⟨
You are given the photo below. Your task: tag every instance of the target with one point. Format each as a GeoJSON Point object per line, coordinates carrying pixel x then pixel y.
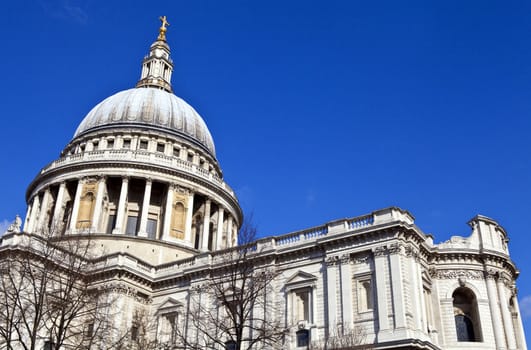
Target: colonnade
{"type": "Point", "coordinates": [133, 206]}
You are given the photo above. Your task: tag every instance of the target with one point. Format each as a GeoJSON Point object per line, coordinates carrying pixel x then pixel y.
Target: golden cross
{"type": "Point", "coordinates": [164, 22]}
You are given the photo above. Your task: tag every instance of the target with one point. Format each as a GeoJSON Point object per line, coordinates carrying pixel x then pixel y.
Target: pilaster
{"type": "Point", "coordinates": [145, 209]}
{"type": "Point", "coordinates": [122, 204]}
{"type": "Point", "coordinates": [97, 206]}
{"type": "Point", "coordinates": [75, 208]}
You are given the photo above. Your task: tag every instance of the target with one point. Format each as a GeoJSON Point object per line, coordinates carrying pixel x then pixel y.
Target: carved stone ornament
{"type": "Point", "coordinates": [360, 258]}
{"type": "Point", "coordinates": [129, 291]}
{"type": "Point", "coordinates": [380, 251]}
{"type": "Point", "coordinates": [491, 274]}
{"type": "Point", "coordinates": [395, 248]}
{"type": "Point", "coordinates": [345, 258]}
{"type": "Point", "coordinates": [332, 260]}
{"type": "Point", "coordinates": [412, 252]}
{"type": "Point", "coordinates": [456, 274]}
{"type": "Point", "coordinates": [14, 227]}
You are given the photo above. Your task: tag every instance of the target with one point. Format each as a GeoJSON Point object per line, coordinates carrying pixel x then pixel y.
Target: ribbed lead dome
{"type": "Point", "coordinates": [150, 108]}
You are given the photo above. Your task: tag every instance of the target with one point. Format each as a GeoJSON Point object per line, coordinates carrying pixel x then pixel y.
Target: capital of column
{"type": "Point", "coordinates": [380, 251]}
{"type": "Point", "coordinates": [345, 259]}
{"type": "Point", "coordinates": [332, 260]}
{"type": "Point", "coordinates": [396, 248]}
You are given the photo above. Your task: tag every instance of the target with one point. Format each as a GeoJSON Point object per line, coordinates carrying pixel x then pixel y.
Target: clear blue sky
{"type": "Point", "coordinates": [319, 109]}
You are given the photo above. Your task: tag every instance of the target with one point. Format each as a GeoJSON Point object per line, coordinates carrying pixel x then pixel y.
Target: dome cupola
{"type": "Point", "coordinates": [141, 167]}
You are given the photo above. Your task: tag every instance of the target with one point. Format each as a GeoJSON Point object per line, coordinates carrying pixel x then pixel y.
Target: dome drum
{"type": "Point", "coordinates": [142, 163]}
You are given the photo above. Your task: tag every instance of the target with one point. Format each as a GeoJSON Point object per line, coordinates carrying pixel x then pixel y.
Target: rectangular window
{"type": "Point", "coordinates": [134, 332]}
{"type": "Point", "coordinates": [301, 305]}
{"type": "Point", "coordinates": [48, 345]}
{"type": "Point", "coordinates": [152, 228]}
{"type": "Point", "coordinates": [130, 229]}
{"type": "Point", "coordinates": [303, 338]}
{"type": "Point", "coordinates": [111, 223]}
{"type": "Point", "coordinates": [89, 330]}
{"type": "Point", "coordinates": [365, 294]}
{"type": "Point", "coordinates": [168, 327]}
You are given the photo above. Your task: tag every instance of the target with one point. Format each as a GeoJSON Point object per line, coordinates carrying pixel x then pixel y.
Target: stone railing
{"type": "Point", "coordinates": [139, 156]}
{"type": "Point", "coordinates": [269, 244]}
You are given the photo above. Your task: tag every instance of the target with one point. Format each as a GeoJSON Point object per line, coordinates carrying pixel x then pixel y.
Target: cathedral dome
{"type": "Point", "coordinates": [151, 108]}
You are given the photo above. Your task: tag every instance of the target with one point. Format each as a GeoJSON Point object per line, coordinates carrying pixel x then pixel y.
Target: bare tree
{"type": "Point", "coordinates": [344, 338]}
{"type": "Point", "coordinates": [233, 307]}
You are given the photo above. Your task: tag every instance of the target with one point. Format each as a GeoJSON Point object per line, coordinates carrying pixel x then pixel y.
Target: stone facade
{"type": "Point", "coordinates": [144, 182]}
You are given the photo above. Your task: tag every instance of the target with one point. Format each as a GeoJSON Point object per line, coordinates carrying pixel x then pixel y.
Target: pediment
{"type": "Point", "coordinates": [169, 305]}
{"type": "Point", "coordinates": [300, 279]}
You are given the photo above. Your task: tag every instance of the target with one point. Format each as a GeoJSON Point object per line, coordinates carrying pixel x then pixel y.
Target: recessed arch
{"type": "Point", "coordinates": [466, 315]}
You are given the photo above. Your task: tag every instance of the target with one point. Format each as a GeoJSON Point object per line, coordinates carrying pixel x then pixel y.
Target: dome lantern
{"type": "Point", "coordinates": [157, 67]}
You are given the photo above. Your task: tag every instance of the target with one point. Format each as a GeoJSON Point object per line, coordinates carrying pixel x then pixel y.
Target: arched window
{"type": "Point", "coordinates": [196, 229]}
{"type": "Point", "coordinates": [230, 345]}
{"type": "Point", "coordinates": [178, 220]}
{"type": "Point", "coordinates": [86, 210]}
{"type": "Point", "coordinates": [467, 323]}
{"type": "Point", "coordinates": [303, 338]}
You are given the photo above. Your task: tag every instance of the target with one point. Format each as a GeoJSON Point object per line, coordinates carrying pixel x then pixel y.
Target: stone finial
{"type": "Point", "coordinates": [14, 227]}
{"type": "Point", "coordinates": [163, 29]}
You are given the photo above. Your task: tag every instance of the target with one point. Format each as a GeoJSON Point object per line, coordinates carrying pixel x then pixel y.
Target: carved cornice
{"type": "Point", "coordinates": [124, 289]}
{"type": "Point", "coordinates": [332, 260]}
{"type": "Point", "coordinates": [456, 274]}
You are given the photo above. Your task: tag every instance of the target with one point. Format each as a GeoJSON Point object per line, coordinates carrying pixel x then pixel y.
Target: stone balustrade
{"type": "Point", "coordinates": [139, 156]}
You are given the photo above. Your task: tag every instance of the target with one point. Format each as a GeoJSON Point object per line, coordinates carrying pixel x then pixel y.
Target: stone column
{"type": "Point", "coordinates": [189, 218]}
{"type": "Point", "coordinates": [219, 231]}
{"type": "Point", "coordinates": [494, 310]}
{"type": "Point", "coordinates": [346, 290]}
{"type": "Point", "coordinates": [145, 209]}
{"type": "Point", "coordinates": [520, 333]}
{"type": "Point", "coordinates": [395, 261]}
{"type": "Point", "coordinates": [416, 295]}
{"type": "Point", "coordinates": [331, 290]}
{"type": "Point", "coordinates": [58, 210]}
{"type": "Point", "coordinates": [26, 220]}
{"type": "Point", "coordinates": [96, 216]}
{"type": "Point", "coordinates": [506, 315]}
{"type": "Point", "coordinates": [422, 299]}
{"type": "Point", "coordinates": [229, 232]}
{"type": "Point", "coordinates": [44, 209]}
{"type": "Point", "coordinates": [122, 204]}
{"type": "Point", "coordinates": [206, 226]}
{"type": "Point", "coordinates": [75, 208]}
{"type": "Point", "coordinates": [167, 212]}
{"type": "Point", "coordinates": [380, 266]}
{"type": "Point", "coordinates": [34, 210]}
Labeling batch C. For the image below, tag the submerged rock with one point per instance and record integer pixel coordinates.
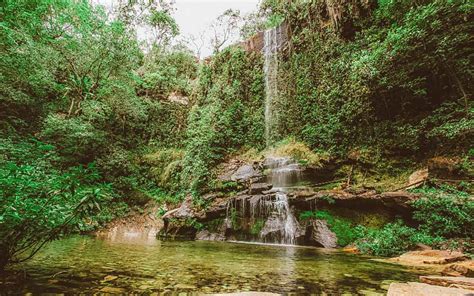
(321, 235)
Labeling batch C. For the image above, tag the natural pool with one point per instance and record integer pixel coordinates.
(87, 264)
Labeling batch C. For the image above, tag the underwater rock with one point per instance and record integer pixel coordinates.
(321, 235)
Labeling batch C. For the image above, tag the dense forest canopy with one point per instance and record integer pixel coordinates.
(94, 121)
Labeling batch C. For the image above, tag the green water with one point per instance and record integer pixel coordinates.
(86, 264)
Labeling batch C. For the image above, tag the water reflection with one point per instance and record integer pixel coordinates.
(84, 264)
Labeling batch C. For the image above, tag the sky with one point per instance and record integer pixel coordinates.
(195, 16)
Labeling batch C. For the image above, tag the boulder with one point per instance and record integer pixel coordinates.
(417, 178)
(258, 188)
(424, 257)
(177, 222)
(210, 236)
(421, 289)
(449, 281)
(465, 268)
(441, 167)
(245, 173)
(321, 235)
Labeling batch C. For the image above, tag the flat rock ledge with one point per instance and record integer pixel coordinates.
(422, 289)
(450, 281)
(429, 257)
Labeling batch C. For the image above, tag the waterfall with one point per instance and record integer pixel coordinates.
(273, 208)
(273, 40)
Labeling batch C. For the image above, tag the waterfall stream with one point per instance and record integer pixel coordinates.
(273, 41)
(270, 212)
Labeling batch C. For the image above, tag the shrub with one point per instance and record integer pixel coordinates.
(445, 212)
(300, 152)
(346, 233)
(40, 203)
(393, 239)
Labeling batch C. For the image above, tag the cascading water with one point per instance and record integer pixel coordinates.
(273, 208)
(279, 223)
(273, 41)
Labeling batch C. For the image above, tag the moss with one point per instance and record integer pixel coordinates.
(300, 152)
(257, 226)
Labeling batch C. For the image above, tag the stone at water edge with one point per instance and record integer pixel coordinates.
(424, 257)
(257, 188)
(417, 178)
(465, 268)
(420, 289)
(449, 281)
(322, 235)
(245, 173)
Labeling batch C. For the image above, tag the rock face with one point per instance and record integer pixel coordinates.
(429, 257)
(444, 168)
(320, 234)
(417, 178)
(420, 289)
(245, 173)
(465, 268)
(449, 281)
(178, 223)
(258, 188)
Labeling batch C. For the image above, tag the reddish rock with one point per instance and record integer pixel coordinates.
(465, 268)
(449, 281)
(421, 289)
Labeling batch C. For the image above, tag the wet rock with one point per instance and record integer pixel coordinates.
(421, 289)
(210, 236)
(321, 235)
(417, 178)
(178, 222)
(245, 173)
(444, 167)
(184, 287)
(465, 268)
(112, 290)
(418, 258)
(449, 281)
(109, 278)
(249, 293)
(258, 188)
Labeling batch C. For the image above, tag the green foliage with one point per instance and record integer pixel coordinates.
(257, 226)
(228, 113)
(39, 203)
(346, 233)
(401, 82)
(393, 239)
(445, 212)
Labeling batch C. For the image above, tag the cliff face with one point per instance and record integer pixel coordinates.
(342, 14)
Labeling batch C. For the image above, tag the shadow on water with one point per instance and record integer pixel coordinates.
(86, 264)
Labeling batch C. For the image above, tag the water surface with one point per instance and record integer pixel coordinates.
(87, 264)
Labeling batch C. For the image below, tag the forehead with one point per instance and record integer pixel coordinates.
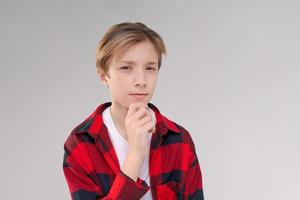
(139, 52)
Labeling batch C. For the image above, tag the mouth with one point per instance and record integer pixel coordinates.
(139, 94)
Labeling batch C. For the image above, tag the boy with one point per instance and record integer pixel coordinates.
(126, 149)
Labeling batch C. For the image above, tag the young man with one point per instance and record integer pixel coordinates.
(126, 149)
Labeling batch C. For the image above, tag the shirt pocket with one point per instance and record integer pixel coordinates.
(168, 191)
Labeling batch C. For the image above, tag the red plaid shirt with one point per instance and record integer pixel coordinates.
(92, 170)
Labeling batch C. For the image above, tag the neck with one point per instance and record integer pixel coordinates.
(118, 114)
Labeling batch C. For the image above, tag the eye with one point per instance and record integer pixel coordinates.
(125, 67)
(151, 68)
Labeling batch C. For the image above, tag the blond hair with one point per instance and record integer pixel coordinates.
(120, 37)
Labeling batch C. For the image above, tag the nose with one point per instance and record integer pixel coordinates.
(140, 80)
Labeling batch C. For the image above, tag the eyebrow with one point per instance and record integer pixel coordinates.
(132, 62)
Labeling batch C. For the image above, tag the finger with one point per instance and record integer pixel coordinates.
(133, 108)
(148, 126)
(144, 120)
(142, 112)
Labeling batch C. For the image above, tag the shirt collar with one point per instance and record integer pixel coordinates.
(93, 124)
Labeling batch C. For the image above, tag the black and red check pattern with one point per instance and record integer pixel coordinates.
(92, 170)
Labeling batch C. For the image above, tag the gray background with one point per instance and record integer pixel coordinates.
(232, 74)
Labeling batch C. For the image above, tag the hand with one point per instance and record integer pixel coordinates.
(139, 124)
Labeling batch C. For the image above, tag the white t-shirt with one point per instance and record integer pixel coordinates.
(120, 145)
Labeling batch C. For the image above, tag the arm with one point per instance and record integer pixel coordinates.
(193, 187)
(82, 187)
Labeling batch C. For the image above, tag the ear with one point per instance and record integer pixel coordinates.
(102, 76)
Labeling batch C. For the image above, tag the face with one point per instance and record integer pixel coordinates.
(133, 76)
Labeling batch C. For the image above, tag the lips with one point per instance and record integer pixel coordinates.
(138, 94)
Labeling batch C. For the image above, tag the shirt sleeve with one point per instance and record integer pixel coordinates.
(82, 187)
(194, 185)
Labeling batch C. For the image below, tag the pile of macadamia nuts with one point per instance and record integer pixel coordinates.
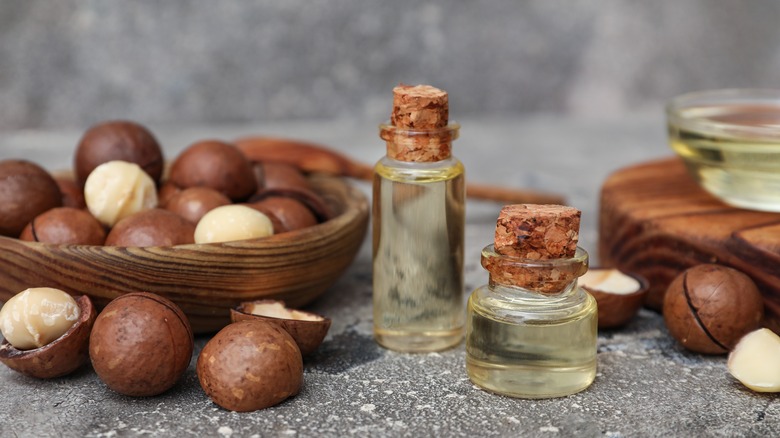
(708, 308)
(141, 344)
(121, 195)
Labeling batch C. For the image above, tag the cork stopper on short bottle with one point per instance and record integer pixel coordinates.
(540, 243)
(419, 120)
(537, 232)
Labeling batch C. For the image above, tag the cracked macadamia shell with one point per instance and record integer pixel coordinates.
(709, 307)
(59, 357)
(141, 344)
(250, 365)
(215, 164)
(618, 295)
(307, 329)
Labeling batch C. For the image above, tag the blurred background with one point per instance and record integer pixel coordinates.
(70, 63)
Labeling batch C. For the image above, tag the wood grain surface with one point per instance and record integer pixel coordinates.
(656, 221)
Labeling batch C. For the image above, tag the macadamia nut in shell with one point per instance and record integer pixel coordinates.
(118, 140)
(709, 307)
(118, 189)
(141, 344)
(250, 365)
(26, 190)
(37, 316)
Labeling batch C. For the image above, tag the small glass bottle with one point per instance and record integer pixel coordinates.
(418, 228)
(535, 340)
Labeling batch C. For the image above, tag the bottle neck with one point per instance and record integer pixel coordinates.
(423, 145)
(544, 277)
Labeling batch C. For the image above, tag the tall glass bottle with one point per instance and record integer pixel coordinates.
(535, 340)
(418, 229)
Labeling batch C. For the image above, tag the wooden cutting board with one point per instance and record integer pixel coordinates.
(656, 221)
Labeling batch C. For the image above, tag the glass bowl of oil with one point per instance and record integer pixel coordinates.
(730, 141)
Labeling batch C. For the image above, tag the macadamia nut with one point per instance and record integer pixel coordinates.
(117, 189)
(755, 361)
(232, 222)
(37, 316)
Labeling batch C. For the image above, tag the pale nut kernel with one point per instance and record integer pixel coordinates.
(117, 189)
(37, 316)
(755, 361)
(232, 222)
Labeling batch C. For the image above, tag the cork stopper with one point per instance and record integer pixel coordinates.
(418, 128)
(537, 232)
(536, 247)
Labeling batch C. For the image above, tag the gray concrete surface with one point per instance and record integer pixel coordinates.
(71, 62)
(647, 385)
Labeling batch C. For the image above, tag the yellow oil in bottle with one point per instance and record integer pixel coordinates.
(524, 345)
(732, 150)
(418, 222)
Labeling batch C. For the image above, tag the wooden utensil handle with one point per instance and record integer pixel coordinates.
(315, 158)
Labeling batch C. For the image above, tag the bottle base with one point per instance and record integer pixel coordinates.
(531, 381)
(418, 342)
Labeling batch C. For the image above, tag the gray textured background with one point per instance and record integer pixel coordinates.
(70, 63)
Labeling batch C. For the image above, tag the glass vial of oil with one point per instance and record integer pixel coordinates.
(531, 331)
(418, 226)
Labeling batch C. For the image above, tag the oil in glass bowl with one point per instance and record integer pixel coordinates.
(730, 142)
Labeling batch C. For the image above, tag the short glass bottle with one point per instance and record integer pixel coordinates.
(531, 331)
(418, 225)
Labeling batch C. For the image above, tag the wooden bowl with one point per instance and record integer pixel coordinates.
(205, 280)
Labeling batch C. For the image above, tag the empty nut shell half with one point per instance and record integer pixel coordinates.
(619, 295)
(307, 329)
(59, 357)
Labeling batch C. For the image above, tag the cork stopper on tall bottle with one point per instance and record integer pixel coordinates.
(418, 129)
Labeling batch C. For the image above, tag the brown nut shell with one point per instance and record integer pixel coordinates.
(141, 344)
(307, 329)
(290, 213)
(617, 309)
(26, 190)
(65, 226)
(250, 365)
(59, 357)
(118, 140)
(166, 191)
(709, 307)
(154, 227)
(272, 175)
(72, 194)
(194, 202)
(309, 198)
(215, 164)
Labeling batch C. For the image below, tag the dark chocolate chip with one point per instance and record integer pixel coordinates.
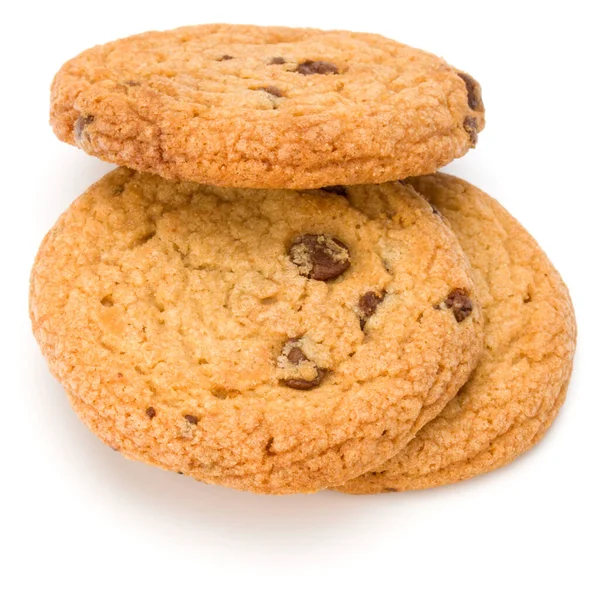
(317, 67)
(319, 256)
(295, 356)
(305, 384)
(274, 91)
(473, 91)
(81, 123)
(367, 305)
(340, 190)
(460, 303)
(470, 126)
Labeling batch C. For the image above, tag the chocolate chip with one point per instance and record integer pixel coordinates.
(460, 303)
(295, 356)
(274, 91)
(319, 256)
(367, 305)
(470, 126)
(81, 123)
(473, 91)
(317, 67)
(340, 190)
(304, 384)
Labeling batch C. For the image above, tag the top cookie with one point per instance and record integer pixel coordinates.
(266, 107)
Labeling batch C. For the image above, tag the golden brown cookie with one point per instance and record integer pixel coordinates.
(520, 383)
(266, 107)
(274, 341)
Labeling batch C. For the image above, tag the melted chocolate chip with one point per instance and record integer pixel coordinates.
(339, 190)
(295, 356)
(473, 91)
(274, 91)
(319, 256)
(81, 123)
(317, 67)
(304, 384)
(367, 305)
(460, 303)
(470, 126)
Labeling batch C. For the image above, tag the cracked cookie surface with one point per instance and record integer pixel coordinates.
(187, 337)
(267, 107)
(520, 383)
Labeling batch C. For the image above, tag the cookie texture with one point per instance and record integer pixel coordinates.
(266, 107)
(520, 383)
(190, 331)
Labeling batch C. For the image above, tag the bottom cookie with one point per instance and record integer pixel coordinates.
(517, 389)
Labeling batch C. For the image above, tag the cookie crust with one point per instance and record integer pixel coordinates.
(175, 318)
(517, 389)
(266, 107)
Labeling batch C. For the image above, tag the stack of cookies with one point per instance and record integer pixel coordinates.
(275, 291)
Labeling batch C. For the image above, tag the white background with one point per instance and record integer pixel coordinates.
(80, 521)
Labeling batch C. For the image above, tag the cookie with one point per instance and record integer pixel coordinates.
(266, 107)
(520, 383)
(274, 341)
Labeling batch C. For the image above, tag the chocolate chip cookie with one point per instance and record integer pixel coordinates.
(520, 383)
(274, 341)
(267, 107)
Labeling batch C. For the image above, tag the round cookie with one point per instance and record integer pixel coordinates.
(274, 341)
(520, 383)
(266, 107)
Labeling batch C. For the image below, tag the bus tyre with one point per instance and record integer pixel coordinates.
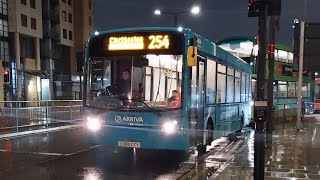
(202, 149)
(209, 131)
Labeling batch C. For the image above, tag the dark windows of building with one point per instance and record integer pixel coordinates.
(70, 35)
(3, 28)
(65, 34)
(3, 7)
(90, 21)
(64, 15)
(33, 4)
(4, 51)
(70, 18)
(24, 20)
(33, 23)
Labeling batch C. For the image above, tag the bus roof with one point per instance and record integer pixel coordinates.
(253, 39)
(205, 46)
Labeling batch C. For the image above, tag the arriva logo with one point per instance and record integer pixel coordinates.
(128, 119)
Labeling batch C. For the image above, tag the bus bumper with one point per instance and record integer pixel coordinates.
(138, 137)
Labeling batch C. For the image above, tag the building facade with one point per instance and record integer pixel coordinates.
(40, 41)
(4, 50)
(25, 32)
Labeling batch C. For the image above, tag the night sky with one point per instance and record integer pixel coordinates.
(218, 19)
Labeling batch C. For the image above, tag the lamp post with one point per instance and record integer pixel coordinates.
(194, 11)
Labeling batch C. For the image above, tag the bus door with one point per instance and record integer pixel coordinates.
(197, 102)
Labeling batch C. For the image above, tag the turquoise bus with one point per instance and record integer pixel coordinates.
(285, 79)
(162, 88)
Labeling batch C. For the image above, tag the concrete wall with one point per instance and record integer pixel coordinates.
(65, 24)
(16, 9)
(31, 81)
(1, 84)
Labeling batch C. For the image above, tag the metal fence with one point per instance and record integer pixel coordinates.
(311, 109)
(17, 114)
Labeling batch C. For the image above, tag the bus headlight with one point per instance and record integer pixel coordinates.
(169, 127)
(93, 123)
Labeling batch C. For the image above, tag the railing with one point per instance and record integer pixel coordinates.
(311, 109)
(17, 114)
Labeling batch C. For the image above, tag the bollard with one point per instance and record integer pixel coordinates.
(47, 116)
(17, 117)
(71, 111)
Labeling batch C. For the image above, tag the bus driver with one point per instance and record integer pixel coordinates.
(175, 100)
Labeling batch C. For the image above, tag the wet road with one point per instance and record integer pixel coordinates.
(65, 155)
(292, 155)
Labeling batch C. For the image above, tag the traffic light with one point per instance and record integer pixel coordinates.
(256, 6)
(253, 9)
(6, 76)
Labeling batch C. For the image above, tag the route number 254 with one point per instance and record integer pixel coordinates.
(159, 42)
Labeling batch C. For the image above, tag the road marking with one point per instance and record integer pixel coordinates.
(27, 152)
(26, 133)
(48, 153)
(69, 154)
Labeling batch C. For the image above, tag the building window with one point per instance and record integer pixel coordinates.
(90, 21)
(65, 34)
(33, 23)
(64, 15)
(4, 51)
(33, 4)
(24, 20)
(3, 28)
(70, 35)
(70, 18)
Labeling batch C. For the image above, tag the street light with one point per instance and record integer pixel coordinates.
(194, 11)
(157, 12)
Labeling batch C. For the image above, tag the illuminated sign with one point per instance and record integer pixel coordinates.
(126, 43)
(138, 42)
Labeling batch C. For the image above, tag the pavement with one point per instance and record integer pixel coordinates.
(292, 155)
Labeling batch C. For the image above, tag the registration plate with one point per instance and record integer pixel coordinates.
(129, 144)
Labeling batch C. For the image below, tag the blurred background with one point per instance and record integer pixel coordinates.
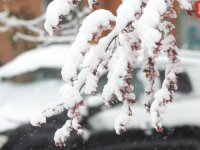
(30, 66)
⟩
Requirements:
Leave the pictures out. Extract exactly the lines running from the one with "Labeling batch C. For the image above, tag the street" through the last entry, both ends included.

Correct response:
Labeling batch C. For the image above, tag the street light with one point per instance and record integer pixel coordinates.
(194, 11)
(157, 12)
Labeling batch C. For the image above, tag the illuminated sign with one point per instance and record integer pixel coordinates.
(126, 43)
(138, 42)
Labeling batch C. For the image above, tag the pavement with one point per instance and record integer pixel coordinates.
(292, 155)
Labeling batch C. For the image above, tag the registration plate with one point per instance and record integer pixel coordinates.
(129, 144)
Labeling batch C. For the image below, tag the blurred background with one point per instance and record integer pixel coordinates.
(30, 66)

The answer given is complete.